What is needed -
Copy the data below verbatim, from the line containing "Give the segmentation of every instance of the textured" through the end of the data, both ends included. Leave the pictures out of your copy.

Input records -
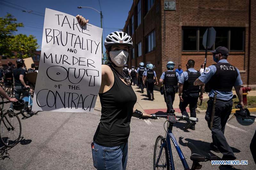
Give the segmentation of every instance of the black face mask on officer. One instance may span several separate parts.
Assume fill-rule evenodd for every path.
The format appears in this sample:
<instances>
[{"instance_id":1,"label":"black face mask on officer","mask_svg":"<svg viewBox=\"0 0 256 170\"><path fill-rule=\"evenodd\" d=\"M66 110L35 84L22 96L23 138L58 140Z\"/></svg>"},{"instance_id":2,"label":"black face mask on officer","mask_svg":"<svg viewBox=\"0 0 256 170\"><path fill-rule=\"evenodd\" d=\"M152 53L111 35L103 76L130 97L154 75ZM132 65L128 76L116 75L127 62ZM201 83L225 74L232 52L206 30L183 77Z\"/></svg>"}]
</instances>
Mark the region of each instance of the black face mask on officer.
<instances>
[{"instance_id":1,"label":"black face mask on officer","mask_svg":"<svg viewBox=\"0 0 256 170\"><path fill-rule=\"evenodd\" d=\"M213 56L213 56L213 61L214 62L215 62L215 63L218 63L218 61L219 61L219 60L220 59L220 57L219 57L219 54L214 54L213 55ZM216 58L216 57L215 57L215 56L217 56L217 58Z\"/></svg>"}]
</instances>

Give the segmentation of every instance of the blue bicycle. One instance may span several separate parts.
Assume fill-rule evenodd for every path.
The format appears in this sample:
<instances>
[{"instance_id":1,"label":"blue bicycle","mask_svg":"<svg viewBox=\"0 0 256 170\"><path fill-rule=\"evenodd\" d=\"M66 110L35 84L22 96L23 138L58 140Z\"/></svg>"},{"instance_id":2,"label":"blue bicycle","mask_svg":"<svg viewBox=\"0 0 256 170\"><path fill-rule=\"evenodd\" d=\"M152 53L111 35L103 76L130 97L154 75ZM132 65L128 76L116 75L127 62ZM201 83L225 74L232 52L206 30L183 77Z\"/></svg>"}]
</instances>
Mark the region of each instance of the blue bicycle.
<instances>
[{"instance_id":1,"label":"blue bicycle","mask_svg":"<svg viewBox=\"0 0 256 170\"><path fill-rule=\"evenodd\" d=\"M190 120L198 122L198 119L195 117L188 117L185 115L176 115L174 113L174 112L175 110L171 110L170 113L157 113L152 114L153 116L150 118L153 119L165 118L167 119L165 122L168 122L168 123L167 130L165 130L166 132L166 137L164 137L161 135L159 136L156 141L154 149L154 169L175 169L171 147L171 140L176 149L184 169L185 170L200 169L202 166L200 164L199 162L214 160L217 158L217 157L212 154L200 150L192 143L188 143L187 145L190 149L191 152L190 159L193 161L191 169L189 168L178 143L172 132L172 127L173 123L178 121Z\"/></svg>"}]
</instances>

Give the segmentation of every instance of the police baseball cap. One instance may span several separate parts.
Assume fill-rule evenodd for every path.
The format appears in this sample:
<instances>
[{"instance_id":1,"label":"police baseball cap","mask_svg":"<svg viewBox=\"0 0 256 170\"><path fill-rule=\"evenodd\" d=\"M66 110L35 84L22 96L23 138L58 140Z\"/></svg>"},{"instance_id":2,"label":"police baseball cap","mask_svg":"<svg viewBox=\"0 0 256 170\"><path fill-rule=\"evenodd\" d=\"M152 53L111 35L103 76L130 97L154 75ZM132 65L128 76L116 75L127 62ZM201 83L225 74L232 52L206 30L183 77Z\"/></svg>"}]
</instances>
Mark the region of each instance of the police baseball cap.
<instances>
[{"instance_id":1,"label":"police baseball cap","mask_svg":"<svg viewBox=\"0 0 256 170\"><path fill-rule=\"evenodd\" d=\"M210 52L213 53L221 54L222 55L228 56L228 55L229 51L228 49L225 47L220 46L216 48L215 50L211 51Z\"/></svg>"}]
</instances>

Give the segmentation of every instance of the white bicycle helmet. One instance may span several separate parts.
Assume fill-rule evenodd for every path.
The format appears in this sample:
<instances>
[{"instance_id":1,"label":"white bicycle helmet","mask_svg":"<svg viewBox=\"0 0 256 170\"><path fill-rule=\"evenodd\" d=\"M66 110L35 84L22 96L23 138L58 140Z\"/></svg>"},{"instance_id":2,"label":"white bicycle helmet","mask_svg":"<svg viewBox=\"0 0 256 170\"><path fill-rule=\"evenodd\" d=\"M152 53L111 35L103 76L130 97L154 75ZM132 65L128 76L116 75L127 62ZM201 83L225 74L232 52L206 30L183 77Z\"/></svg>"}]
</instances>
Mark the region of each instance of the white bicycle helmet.
<instances>
[{"instance_id":1,"label":"white bicycle helmet","mask_svg":"<svg viewBox=\"0 0 256 170\"><path fill-rule=\"evenodd\" d=\"M106 49L116 44L127 45L131 48L133 43L132 37L123 31L115 31L108 35L104 41L104 45Z\"/></svg>"}]
</instances>

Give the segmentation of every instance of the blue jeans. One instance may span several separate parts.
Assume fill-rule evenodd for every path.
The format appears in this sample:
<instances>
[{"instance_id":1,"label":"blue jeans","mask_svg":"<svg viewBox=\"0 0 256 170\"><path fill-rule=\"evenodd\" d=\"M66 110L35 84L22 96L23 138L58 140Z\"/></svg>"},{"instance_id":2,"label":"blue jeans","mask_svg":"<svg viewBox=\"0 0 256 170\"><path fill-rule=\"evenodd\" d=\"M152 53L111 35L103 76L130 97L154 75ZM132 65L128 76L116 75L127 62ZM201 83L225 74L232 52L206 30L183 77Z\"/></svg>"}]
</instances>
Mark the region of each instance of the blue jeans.
<instances>
[{"instance_id":1,"label":"blue jeans","mask_svg":"<svg viewBox=\"0 0 256 170\"><path fill-rule=\"evenodd\" d=\"M125 170L128 158L128 143L120 146L108 147L94 142L92 148L93 166L97 169Z\"/></svg>"}]
</instances>

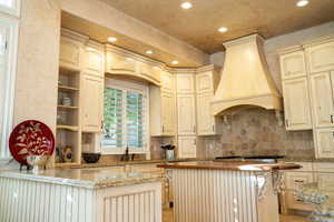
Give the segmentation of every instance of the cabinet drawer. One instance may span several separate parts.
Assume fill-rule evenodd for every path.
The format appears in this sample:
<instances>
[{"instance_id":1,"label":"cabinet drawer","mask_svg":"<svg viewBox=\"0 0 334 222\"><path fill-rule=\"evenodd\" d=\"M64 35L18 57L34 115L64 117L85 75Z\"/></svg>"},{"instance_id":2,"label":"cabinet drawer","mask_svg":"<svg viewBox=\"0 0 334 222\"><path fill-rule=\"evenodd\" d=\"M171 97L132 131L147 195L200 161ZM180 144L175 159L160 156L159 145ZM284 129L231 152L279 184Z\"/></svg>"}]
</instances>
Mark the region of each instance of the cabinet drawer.
<instances>
[{"instance_id":1,"label":"cabinet drawer","mask_svg":"<svg viewBox=\"0 0 334 222\"><path fill-rule=\"evenodd\" d=\"M312 183L313 173L308 172L286 172L285 186L287 190L297 190L305 183Z\"/></svg>"}]
</instances>

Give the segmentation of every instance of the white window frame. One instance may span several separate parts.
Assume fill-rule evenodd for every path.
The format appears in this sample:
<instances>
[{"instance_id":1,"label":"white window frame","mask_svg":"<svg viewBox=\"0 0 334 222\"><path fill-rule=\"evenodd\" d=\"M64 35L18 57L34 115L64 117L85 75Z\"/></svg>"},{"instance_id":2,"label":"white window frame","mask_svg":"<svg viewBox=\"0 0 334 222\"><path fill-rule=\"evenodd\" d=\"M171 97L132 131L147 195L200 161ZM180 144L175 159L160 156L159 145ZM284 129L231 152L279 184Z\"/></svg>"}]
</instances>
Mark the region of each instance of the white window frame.
<instances>
[{"instance_id":1,"label":"white window frame","mask_svg":"<svg viewBox=\"0 0 334 222\"><path fill-rule=\"evenodd\" d=\"M130 80L118 80L118 79L111 79L106 78L105 80L105 87L112 88L112 89L119 89L119 90L132 90L145 94L145 110L146 110L146 117L145 117L145 145L143 149L129 149L129 153L136 153L136 154L149 154L149 87L147 83L144 82L137 82L137 81L130 81ZM126 122L126 121L124 121ZM126 151L126 148L108 148L101 145L101 153L102 154L124 154Z\"/></svg>"},{"instance_id":2,"label":"white window frame","mask_svg":"<svg viewBox=\"0 0 334 222\"><path fill-rule=\"evenodd\" d=\"M4 4L0 4L0 12L13 16L13 17L20 17L21 11L21 0L13 0L13 7L7 7Z\"/></svg>"},{"instance_id":3,"label":"white window frame","mask_svg":"<svg viewBox=\"0 0 334 222\"><path fill-rule=\"evenodd\" d=\"M13 123L13 103L14 103L14 82L17 73L17 57L18 57L18 36L19 36L19 22L16 19L4 17L0 13L0 26L9 27L9 38L7 41L8 50L8 70L4 74L4 98L3 104L0 104L3 117L0 117L0 127L2 134L0 134L0 163L1 161L8 161L11 159L9 152L9 135L12 131ZM2 124L1 124L2 122Z\"/></svg>"}]
</instances>

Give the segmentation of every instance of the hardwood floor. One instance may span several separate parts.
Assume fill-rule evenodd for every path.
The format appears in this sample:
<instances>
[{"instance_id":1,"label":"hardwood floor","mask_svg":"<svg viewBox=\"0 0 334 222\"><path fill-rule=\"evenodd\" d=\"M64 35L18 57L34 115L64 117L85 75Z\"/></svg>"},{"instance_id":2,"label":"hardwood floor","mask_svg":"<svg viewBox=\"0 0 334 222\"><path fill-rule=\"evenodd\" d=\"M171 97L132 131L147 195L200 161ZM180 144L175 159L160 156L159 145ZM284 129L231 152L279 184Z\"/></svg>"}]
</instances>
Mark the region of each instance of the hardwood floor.
<instances>
[{"instance_id":1,"label":"hardwood floor","mask_svg":"<svg viewBox=\"0 0 334 222\"><path fill-rule=\"evenodd\" d=\"M173 210L165 210L163 214L163 222L174 222ZM307 222L305 218L295 215L281 215L281 222Z\"/></svg>"}]
</instances>

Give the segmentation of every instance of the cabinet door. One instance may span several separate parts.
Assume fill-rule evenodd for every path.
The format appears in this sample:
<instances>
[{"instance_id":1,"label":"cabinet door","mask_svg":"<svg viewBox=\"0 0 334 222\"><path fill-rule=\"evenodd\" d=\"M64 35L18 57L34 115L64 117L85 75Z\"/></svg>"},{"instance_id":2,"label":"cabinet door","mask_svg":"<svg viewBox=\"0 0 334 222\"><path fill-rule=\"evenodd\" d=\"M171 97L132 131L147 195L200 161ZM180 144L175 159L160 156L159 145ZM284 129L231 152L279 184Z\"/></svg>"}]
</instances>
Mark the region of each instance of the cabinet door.
<instances>
[{"instance_id":1,"label":"cabinet door","mask_svg":"<svg viewBox=\"0 0 334 222\"><path fill-rule=\"evenodd\" d=\"M312 100L316 127L333 125L333 90L328 72L311 77Z\"/></svg>"},{"instance_id":2,"label":"cabinet door","mask_svg":"<svg viewBox=\"0 0 334 222\"><path fill-rule=\"evenodd\" d=\"M317 129L316 144L317 158L334 158L334 129Z\"/></svg>"},{"instance_id":3,"label":"cabinet door","mask_svg":"<svg viewBox=\"0 0 334 222\"><path fill-rule=\"evenodd\" d=\"M169 72L161 72L161 89L166 92L174 92L174 75Z\"/></svg>"},{"instance_id":4,"label":"cabinet door","mask_svg":"<svg viewBox=\"0 0 334 222\"><path fill-rule=\"evenodd\" d=\"M85 73L104 77L104 52L94 48L86 48L84 68Z\"/></svg>"},{"instance_id":5,"label":"cabinet door","mask_svg":"<svg viewBox=\"0 0 334 222\"><path fill-rule=\"evenodd\" d=\"M132 58L107 51L106 72L111 74L136 74L137 63Z\"/></svg>"},{"instance_id":6,"label":"cabinet door","mask_svg":"<svg viewBox=\"0 0 334 222\"><path fill-rule=\"evenodd\" d=\"M306 49L311 73L334 70L334 42Z\"/></svg>"},{"instance_id":7,"label":"cabinet door","mask_svg":"<svg viewBox=\"0 0 334 222\"><path fill-rule=\"evenodd\" d=\"M82 80L82 131L100 132L102 121L104 81L84 74Z\"/></svg>"},{"instance_id":8,"label":"cabinet door","mask_svg":"<svg viewBox=\"0 0 334 222\"><path fill-rule=\"evenodd\" d=\"M195 93L194 74L176 75L177 93Z\"/></svg>"},{"instance_id":9,"label":"cabinet door","mask_svg":"<svg viewBox=\"0 0 334 222\"><path fill-rule=\"evenodd\" d=\"M286 130L312 129L307 79L283 81Z\"/></svg>"},{"instance_id":10,"label":"cabinet door","mask_svg":"<svg viewBox=\"0 0 334 222\"><path fill-rule=\"evenodd\" d=\"M178 138L178 158L196 158L196 137Z\"/></svg>"},{"instance_id":11,"label":"cabinet door","mask_svg":"<svg viewBox=\"0 0 334 222\"><path fill-rule=\"evenodd\" d=\"M196 134L195 97L193 94L177 95L178 134Z\"/></svg>"},{"instance_id":12,"label":"cabinet door","mask_svg":"<svg viewBox=\"0 0 334 222\"><path fill-rule=\"evenodd\" d=\"M197 94L197 133L199 135L215 133L215 121L210 107L212 99L212 92Z\"/></svg>"},{"instance_id":13,"label":"cabinet door","mask_svg":"<svg viewBox=\"0 0 334 222\"><path fill-rule=\"evenodd\" d=\"M281 57L282 79L306 75L304 51L292 52Z\"/></svg>"},{"instance_id":14,"label":"cabinet door","mask_svg":"<svg viewBox=\"0 0 334 222\"><path fill-rule=\"evenodd\" d=\"M61 37L60 39L60 67L80 70L82 44L75 40Z\"/></svg>"},{"instance_id":15,"label":"cabinet door","mask_svg":"<svg viewBox=\"0 0 334 222\"><path fill-rule=\"evenodd\" d=\"M161 132L164 135L175 135L175 98L173 93L161 93Z\"/></svg>"},{"instance_id":16,"label":"cabinet door","mask_svg":"<svg viewBox=\"0 0 334 222\"><path fill-rule=\"evenodd\" d=\"M196 92L204 93L214 91L213 72L204 72L196 75Z\"/></svg>"}]
</instances>

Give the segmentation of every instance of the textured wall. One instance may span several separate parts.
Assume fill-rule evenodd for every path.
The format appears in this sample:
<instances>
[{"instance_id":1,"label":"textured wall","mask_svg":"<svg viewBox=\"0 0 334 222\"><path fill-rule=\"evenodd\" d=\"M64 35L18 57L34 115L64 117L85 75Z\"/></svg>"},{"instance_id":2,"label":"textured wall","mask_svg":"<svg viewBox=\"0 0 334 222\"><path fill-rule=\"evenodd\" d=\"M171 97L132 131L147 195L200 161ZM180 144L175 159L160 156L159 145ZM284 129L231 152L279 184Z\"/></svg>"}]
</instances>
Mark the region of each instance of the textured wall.
<instances>
[{"instance_id":1,"label":"textured wall","mask_svg":"<svg viewBox=\"0 0 334 222\"><path fill-rule=\"evenodd\" d=\"M249 109L235 114L222 135L205 138L200 159L217 155L283 154L294 160L314 159L312 131L287 132L274 111Z\"/></svg>"}]
</instances>

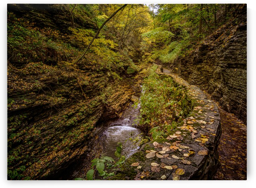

Task solution -
Give the segmentation of every instance of the textured wall. One instance may span several separate parts.
Assume fill-rule evenodd for every path.
The format appears in this sample:
<instances>
[{"instance_id":1,"label":"textured wall","mask_svg":"<svg viewBox=\"0 0 334 222\"><path fill-rule=\"evenodd\" d=\"M64 35L18 57L34 115L64 117L85 75Z\"/></svg>"},{"instance_id":2,"label":"textured wall","mask_svg":"<svg viewBox=\"0 0 334 222\"><path fill-rule=\"evenodd\" d=\"M171 97L132 131L147 195L200 161ZM180 144L175 159L160 156L159 145ZM284 129L231 152L279 184Z\"/></svg>"}]
</instances>
Mark the region of each instance of the textured wall.
<instances>
[{"instance_id":1,"label":"textured wall","mask_svg":"<svg viewBox=\"0 0 334 222\"><path fill-rule=\"evenodd\" d=\"M249 109L235 114L222 135L205 138L200 159L217 155L283 154L294 160L314 159L312 131L287 132L274 111Z\"/></svg>"}]
</instances>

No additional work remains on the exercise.